*STATED TASK*
Retype the data below line for line, keeping every character the same.

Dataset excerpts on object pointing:
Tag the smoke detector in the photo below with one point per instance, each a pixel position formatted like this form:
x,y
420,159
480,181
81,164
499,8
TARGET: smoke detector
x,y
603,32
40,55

*ANSWER BELOW*
Tag the smoke detector in the photo below with one point per instance, each a pixel position formatted like this form:
x,y
420,159
480,181
81,164
499,8
TARGET: smoke detector
x,y
603,32
40,55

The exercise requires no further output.